## PROVIDED ENTRIES:
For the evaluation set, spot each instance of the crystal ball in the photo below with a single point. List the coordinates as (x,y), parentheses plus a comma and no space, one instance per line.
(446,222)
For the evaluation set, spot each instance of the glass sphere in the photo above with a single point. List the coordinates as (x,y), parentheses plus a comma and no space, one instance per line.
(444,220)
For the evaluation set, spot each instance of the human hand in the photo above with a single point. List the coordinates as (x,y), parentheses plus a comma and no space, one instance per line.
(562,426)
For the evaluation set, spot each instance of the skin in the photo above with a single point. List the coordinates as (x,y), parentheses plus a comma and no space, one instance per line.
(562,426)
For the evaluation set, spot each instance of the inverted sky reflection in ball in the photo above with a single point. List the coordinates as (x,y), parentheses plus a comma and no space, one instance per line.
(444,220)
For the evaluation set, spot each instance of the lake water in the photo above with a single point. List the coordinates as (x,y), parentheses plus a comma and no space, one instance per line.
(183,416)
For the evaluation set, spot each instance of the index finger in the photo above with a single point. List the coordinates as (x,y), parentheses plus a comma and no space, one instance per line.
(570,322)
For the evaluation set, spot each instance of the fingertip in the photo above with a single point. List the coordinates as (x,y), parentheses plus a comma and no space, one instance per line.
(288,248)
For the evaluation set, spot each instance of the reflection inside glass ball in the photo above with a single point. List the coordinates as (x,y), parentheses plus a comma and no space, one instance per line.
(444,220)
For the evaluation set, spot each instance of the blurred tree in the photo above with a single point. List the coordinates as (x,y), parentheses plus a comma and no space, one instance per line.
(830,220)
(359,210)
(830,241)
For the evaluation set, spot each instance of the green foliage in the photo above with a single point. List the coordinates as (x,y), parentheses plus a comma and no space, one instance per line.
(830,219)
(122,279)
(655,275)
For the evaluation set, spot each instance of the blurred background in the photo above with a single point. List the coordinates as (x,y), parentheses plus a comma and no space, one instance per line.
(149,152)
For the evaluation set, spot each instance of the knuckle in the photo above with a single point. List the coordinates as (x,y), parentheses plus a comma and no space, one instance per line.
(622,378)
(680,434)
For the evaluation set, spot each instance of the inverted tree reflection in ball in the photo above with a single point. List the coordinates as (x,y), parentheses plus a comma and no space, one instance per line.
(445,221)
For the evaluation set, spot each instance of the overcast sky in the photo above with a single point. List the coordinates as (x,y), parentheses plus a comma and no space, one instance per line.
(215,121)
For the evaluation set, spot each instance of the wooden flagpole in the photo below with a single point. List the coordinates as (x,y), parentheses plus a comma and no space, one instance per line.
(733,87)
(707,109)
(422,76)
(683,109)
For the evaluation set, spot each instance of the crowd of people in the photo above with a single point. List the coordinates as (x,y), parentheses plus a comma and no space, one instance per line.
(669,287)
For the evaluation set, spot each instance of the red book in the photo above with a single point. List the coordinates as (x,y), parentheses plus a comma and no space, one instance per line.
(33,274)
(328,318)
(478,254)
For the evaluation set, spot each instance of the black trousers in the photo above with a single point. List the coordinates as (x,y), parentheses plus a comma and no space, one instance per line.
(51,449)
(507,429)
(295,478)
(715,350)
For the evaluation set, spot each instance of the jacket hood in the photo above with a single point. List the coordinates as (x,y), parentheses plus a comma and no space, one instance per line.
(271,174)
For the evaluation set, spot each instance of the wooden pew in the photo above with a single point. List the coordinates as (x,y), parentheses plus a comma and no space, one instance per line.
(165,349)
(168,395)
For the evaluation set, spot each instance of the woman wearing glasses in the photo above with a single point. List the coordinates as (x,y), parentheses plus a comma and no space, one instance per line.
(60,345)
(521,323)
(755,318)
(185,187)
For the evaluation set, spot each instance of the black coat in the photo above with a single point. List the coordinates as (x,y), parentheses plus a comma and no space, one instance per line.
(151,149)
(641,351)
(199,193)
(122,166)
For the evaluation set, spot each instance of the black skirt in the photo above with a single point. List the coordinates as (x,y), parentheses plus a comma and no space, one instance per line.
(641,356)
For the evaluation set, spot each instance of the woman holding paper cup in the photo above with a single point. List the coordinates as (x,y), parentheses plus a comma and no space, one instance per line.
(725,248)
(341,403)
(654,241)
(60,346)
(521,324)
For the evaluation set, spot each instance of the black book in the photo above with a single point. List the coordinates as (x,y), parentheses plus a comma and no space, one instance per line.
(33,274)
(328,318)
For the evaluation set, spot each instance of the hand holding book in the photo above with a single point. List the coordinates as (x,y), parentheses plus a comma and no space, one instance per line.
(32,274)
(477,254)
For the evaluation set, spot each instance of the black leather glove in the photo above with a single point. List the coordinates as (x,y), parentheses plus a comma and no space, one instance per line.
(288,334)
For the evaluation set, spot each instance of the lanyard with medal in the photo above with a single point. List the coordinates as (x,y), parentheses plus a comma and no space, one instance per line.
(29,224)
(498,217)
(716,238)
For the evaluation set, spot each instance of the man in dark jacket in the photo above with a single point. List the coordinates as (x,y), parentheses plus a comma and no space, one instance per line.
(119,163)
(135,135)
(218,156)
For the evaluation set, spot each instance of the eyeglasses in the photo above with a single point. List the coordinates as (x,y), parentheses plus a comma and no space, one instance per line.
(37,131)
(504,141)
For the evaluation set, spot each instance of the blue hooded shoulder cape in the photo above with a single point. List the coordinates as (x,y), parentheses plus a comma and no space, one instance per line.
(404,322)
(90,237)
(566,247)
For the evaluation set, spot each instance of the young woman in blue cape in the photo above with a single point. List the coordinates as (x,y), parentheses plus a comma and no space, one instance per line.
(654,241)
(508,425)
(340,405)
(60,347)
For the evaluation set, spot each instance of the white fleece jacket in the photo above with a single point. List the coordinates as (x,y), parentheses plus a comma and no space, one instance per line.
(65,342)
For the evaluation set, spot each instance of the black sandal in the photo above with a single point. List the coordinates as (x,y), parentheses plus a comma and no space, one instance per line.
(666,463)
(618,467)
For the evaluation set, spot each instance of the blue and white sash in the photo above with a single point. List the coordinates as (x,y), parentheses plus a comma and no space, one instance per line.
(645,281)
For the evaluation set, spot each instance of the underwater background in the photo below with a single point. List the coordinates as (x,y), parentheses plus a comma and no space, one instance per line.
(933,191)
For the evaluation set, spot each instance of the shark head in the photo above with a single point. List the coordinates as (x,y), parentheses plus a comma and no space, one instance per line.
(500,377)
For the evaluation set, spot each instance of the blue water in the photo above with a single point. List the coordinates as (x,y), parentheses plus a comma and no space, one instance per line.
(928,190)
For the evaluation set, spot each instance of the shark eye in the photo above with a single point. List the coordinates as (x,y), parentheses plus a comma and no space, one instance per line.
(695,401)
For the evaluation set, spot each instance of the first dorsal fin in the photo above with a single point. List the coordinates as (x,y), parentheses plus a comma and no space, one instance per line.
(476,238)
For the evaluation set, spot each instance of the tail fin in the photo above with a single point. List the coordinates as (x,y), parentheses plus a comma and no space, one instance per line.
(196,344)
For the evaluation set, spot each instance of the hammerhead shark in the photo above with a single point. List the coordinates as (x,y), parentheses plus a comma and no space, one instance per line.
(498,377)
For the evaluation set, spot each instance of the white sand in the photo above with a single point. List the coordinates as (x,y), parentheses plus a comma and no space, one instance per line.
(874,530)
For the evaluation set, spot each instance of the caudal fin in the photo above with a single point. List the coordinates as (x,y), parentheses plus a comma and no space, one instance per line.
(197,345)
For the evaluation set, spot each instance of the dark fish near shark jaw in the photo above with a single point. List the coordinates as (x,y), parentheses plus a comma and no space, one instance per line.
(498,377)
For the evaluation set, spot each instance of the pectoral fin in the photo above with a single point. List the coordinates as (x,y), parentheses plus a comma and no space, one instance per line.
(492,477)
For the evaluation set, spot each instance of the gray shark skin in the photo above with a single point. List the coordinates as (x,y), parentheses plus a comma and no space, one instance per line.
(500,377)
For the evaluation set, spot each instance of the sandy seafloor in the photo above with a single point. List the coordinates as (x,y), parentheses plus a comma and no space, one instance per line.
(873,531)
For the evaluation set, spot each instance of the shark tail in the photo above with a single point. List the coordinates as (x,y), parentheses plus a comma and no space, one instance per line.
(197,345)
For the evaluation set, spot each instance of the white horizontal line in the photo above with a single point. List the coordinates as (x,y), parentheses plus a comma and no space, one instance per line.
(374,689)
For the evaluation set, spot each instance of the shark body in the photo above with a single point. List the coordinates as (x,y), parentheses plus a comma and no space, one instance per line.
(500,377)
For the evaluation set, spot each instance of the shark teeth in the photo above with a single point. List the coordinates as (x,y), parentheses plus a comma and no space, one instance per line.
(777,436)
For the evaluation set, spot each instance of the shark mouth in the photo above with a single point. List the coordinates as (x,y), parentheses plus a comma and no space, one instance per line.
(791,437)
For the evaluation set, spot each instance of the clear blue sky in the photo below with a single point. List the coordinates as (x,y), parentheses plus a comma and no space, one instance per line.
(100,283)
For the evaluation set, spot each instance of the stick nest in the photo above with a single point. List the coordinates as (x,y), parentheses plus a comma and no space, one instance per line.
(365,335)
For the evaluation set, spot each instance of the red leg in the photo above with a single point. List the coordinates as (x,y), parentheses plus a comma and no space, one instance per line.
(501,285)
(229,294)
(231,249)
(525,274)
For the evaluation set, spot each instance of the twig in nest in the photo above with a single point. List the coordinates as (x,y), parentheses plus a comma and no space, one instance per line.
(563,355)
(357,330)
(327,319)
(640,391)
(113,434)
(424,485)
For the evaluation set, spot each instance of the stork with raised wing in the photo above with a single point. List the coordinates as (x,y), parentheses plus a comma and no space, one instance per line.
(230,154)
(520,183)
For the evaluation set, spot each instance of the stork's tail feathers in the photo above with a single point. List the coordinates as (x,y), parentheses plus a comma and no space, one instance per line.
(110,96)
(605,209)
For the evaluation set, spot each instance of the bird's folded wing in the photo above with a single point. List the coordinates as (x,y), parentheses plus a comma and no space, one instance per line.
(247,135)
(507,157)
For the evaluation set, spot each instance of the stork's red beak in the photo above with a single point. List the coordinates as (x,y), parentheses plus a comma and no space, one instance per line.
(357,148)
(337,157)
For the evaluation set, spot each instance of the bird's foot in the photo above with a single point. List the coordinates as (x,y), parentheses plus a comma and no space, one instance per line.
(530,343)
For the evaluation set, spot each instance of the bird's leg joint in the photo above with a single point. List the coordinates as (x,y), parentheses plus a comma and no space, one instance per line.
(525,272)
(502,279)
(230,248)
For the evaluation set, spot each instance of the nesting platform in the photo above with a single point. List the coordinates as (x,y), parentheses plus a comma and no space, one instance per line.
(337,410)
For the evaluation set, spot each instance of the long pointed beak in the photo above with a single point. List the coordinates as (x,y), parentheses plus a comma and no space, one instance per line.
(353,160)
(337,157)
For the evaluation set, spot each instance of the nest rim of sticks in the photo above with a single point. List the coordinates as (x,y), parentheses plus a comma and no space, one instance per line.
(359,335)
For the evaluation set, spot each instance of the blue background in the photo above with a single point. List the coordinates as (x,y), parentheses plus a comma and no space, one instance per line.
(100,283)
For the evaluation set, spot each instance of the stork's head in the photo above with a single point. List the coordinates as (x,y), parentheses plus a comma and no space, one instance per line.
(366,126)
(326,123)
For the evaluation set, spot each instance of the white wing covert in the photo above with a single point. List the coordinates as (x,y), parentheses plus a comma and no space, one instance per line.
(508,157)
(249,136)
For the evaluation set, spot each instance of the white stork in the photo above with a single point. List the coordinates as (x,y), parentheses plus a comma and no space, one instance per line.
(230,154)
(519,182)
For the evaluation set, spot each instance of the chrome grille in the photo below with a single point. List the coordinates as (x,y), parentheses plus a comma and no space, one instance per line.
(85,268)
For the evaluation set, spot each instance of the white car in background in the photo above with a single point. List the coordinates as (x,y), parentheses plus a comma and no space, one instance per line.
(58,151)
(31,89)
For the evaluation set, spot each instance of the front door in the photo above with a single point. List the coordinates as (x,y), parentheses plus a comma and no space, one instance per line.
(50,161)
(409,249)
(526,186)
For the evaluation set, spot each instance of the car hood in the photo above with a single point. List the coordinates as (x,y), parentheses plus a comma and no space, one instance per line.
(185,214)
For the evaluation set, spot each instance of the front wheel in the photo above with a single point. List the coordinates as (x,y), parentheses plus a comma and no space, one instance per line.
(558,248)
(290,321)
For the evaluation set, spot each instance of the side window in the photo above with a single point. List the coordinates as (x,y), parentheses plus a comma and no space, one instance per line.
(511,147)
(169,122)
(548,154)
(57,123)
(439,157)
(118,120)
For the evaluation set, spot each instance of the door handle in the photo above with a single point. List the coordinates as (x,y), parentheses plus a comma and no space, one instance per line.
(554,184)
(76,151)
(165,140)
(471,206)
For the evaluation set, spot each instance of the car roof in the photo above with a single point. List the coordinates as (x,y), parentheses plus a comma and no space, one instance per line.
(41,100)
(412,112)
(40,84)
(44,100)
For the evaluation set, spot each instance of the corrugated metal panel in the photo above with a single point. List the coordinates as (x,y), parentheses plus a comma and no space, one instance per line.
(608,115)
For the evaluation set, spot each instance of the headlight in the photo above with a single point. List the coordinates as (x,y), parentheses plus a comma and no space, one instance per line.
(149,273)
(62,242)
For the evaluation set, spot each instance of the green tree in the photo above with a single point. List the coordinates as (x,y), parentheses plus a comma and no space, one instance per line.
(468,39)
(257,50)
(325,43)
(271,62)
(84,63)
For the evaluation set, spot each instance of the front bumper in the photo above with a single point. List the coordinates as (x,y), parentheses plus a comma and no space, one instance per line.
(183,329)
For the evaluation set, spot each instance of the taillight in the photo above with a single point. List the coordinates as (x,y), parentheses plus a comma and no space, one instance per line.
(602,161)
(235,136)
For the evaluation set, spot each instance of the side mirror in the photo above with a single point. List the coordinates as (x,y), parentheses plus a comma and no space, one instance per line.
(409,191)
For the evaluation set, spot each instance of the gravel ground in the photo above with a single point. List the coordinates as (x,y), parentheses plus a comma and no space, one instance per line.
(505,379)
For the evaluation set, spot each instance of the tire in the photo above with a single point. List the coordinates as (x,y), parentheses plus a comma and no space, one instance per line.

## WRITTEN INSTRUCTION:
Write out exactly the lines of the entries above that run from the line containing "For the evaluation set, spot each instance of the taillight" through the last line, including both.

## SOLVED PROBLEM:
For the evaluation set, spot each instance of the taillight in the photo above with a single point. List the coordinates as (x,y), parentheses plus a comma and no space, one instance per line.
(602,161)
(235,136)
For the evaluation set, spot each instance of the side mirror in the photo above with a single point. List the coordinates as (x,y), parentheses plus a comma and no space, one instance per line.
(409,191)
For the evaluation set, spot each instance of the gravel ground in the photo above with a single point. List the coordinates as (x,y), parentheses plus a comma and no space, one instance per line.
(505,379)
For the evaluation set, spot each instance of the tire in the photo above with a single point. List the coordinates as (x,y), parentheses plus a comma and no space, one instance per line.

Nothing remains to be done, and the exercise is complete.